Items from a data source:
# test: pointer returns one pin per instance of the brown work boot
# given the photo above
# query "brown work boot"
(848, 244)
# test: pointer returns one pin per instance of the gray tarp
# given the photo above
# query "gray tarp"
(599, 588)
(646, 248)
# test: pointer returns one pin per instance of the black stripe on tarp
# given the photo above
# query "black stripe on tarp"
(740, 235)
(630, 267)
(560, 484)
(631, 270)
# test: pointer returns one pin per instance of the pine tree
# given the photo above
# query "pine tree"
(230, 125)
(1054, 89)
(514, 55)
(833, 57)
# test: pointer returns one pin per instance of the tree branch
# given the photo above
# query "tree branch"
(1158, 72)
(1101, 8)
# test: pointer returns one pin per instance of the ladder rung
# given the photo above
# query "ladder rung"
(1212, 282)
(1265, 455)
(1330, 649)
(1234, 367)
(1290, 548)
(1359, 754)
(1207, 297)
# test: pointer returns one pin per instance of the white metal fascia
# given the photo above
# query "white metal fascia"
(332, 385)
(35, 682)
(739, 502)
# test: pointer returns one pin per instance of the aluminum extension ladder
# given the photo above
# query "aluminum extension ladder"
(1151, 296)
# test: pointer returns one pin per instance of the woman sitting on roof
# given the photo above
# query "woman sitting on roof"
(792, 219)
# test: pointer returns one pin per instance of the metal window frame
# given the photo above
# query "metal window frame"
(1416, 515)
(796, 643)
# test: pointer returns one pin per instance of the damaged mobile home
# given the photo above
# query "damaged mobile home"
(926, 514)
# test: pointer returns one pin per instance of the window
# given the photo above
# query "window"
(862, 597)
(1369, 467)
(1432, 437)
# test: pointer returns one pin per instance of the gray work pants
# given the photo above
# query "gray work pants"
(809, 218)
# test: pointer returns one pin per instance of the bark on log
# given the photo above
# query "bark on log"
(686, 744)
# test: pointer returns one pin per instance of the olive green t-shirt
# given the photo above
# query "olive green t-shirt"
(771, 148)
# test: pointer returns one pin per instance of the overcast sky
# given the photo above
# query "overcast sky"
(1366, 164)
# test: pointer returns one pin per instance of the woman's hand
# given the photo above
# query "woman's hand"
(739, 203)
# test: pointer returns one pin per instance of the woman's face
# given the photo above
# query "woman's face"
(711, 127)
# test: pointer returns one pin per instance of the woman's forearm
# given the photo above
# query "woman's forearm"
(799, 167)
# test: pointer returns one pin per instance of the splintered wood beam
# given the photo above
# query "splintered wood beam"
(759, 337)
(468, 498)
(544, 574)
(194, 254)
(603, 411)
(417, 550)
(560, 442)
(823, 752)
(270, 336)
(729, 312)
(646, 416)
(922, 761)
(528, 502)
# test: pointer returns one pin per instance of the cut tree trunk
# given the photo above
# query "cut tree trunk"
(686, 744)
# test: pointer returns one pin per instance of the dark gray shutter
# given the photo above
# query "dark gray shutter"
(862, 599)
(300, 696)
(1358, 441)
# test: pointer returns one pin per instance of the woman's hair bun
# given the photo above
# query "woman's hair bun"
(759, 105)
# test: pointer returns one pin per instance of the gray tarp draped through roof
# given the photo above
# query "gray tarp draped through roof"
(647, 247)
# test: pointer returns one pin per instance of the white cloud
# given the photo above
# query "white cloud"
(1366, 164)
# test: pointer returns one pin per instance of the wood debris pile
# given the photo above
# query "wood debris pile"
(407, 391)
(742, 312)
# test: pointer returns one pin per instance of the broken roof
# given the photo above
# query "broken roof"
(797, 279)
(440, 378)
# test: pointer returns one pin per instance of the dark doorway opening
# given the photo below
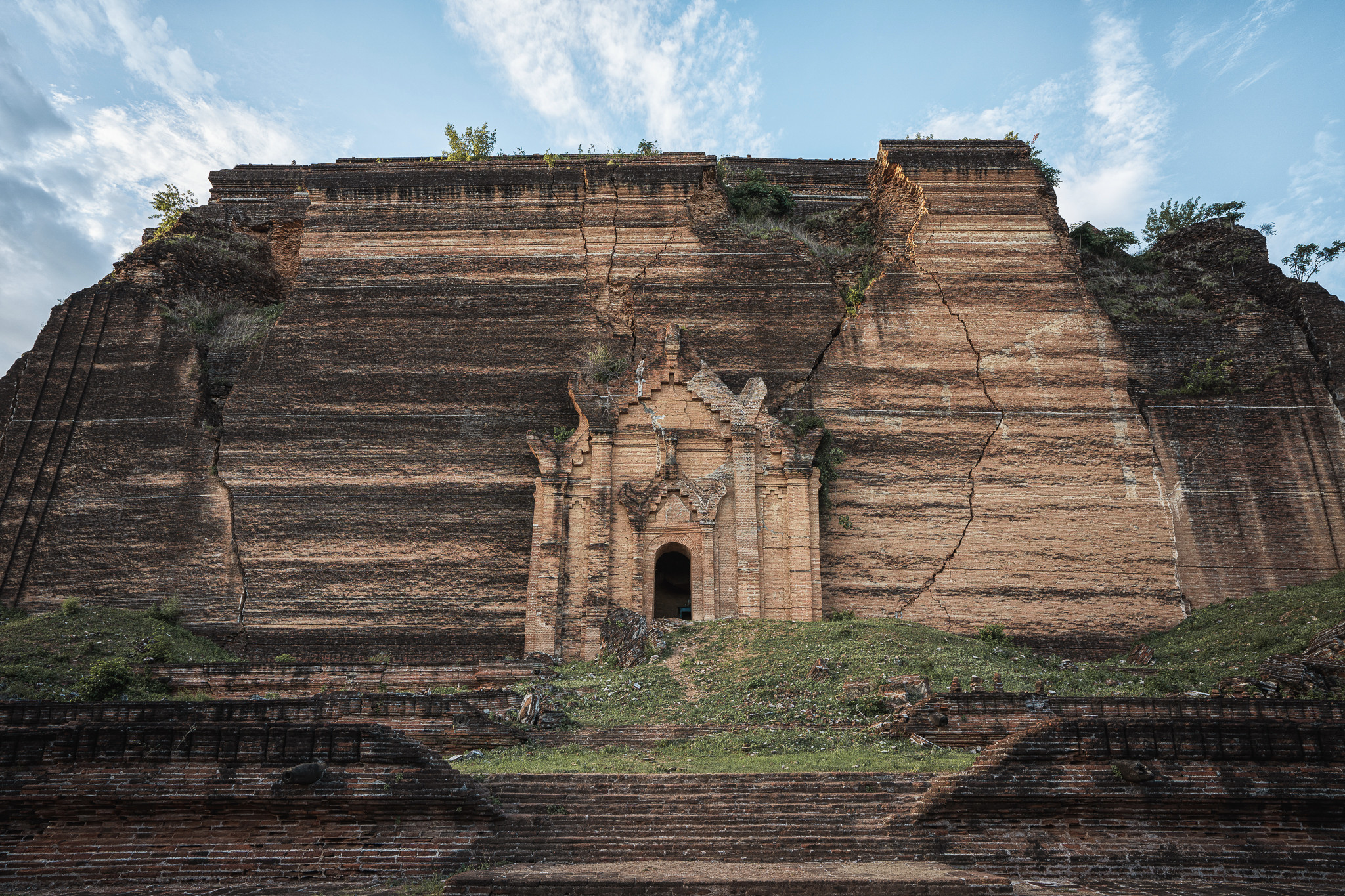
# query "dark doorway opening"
(673, 586)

Task details: Copy every line above word for word, but leave out the pictures.

Problem solution:
# test: pointer returns one pin per instance of the brown work boot
# given the photo above
# query "brown work boot"
(848, 244)
# test: pointer returns one pin per instance of the gray tarp
# given the photo above
# query "gray tarp"
(599, 588)
(646, 248)
# test: pointer returns one pin per instance of the black stripe on tarp
# given the photo above
# query "black stripe on tarp"
(740, 235)
(630, 267)
(560, 484)
(631, 270)
# test: pointer returns one pin per instance of the pine tree
# given the photo above
# query "pine tree"
(230, 125)
(1054, 89)
(514, 55)
(833, 57)
# test: pointer returns one pin per instance of the tree branch
# given the photo above
# query "tree branch"
(1158, 72)
(1101, 8)
# test: pointer returns one pin per instance of the ladder rung
# given the photo above
# query "ladder rung"
(1212, 282)
(1265, 455)
(1330, 649)
(1234, 367)
(1290, 548)
(1359, 754)
(1207, 297)
# test: pointer returns one pin per instance of the white metal fascia
# given the photo above
# query "white metal fascia"
(332, 385)
(35, 682)
(739, 502)
# test: pointer returns one pin per instance of the aluminum extension ladder
# given the photo above
# query "aluminum extension ladder"
(1151, 296)
# test: pointer returns one pin per instance of the woman sitting on roof
# given the photo above
# query "woman sitting on roof"
(792, 219)
# test: pointer returns one pin per instance of the metal window frame
# given the photo above
# query "metal window frame"
(1416, 515)
(796, 643)
# test: pointer returns one pin per instance of the damaged mobile home
# given the photo above
# query "damaged mobile home"
(926, 514)
# test: pointer returns one pin per instance of the window
# given the photo above
# query "window"
(862, 597)
(1369, 467)
(1432, 437)
# test: pointer returns one pin per instance of the gray work pants
# given the photo above
# query "gray work pants"
(809, 218)
# test: pointer returns one pin per instance of the bark on log
# given the photo above
# query "bark on log"
(686, 744)
# test: pointer returns one pin per instance of the olive green t-shirt
# given the photo above
# query "olive green t-shirt"
(771, 148)
# test: pointer returns one pin per instance of the overcast sky
# given the photo above
# query "overcast sky"
(1366, 164)
# test: pointer returns one pin per instance of the woman's hand
# given the photo above
# query "woman's hand"
(739, 203)
# test: pointer returns one pin per instance of the woman's face
# given the photo above
# query "woman's face"
(711, 127)
# test: pointer returns one pin per instance of the woman's forearm
# given the photo above
# query "woman's forearm"
(799, 167)
# test: pointer returns one pin per instance of the splintered wood beam
# given the photo above
# query "splintered wood beam"
(759, 337)
(468, 498)
(544, 574)
(194, 254)
(603, 411)
(417, 550)
(560, 442)
(823, 752)
(270, 336)
(729, 312)
(646, 416)
(922, 761)
(528, 502)
# test: pointer returns one pin per instance of the cut tree trunk
# given the photo above
# query "cut tree trunk"
(686, 744)
# test: pointer returns one pin per instance of the dark gray shutter
# given the photo above
# query "dark gray shutter"
(862, 599)
(300, 696)
(1358, 441)
# test: pointer returns one pin per instance of the woman's hair bun
# given the photo above
# query "woman's hair bun"
(759, 105)
# test: pointer returns one pin per instance of the gray tarp draped through roof
# given the photo above
# query "gray tarp draped through roof"
(647, 247)
# test: pointer returns one pin per instance of the white cloud
# given the photo above
# query "white cloud"
(1366, 164)
# test: pointer returns one pin per instance of the wood debris pile
# given the photo above
# query "wood debris pile"
(407, 391)
(742, 312)
# test: pointer returns one pin per instance of the broken roof
# given the photo above
# query "broken roof"
(797, 279)
(440, 378)
# test: pointer returns one pin per instance of the dark doorway opening
# given the photo below
# query "dark doorway opening"
(673, 586)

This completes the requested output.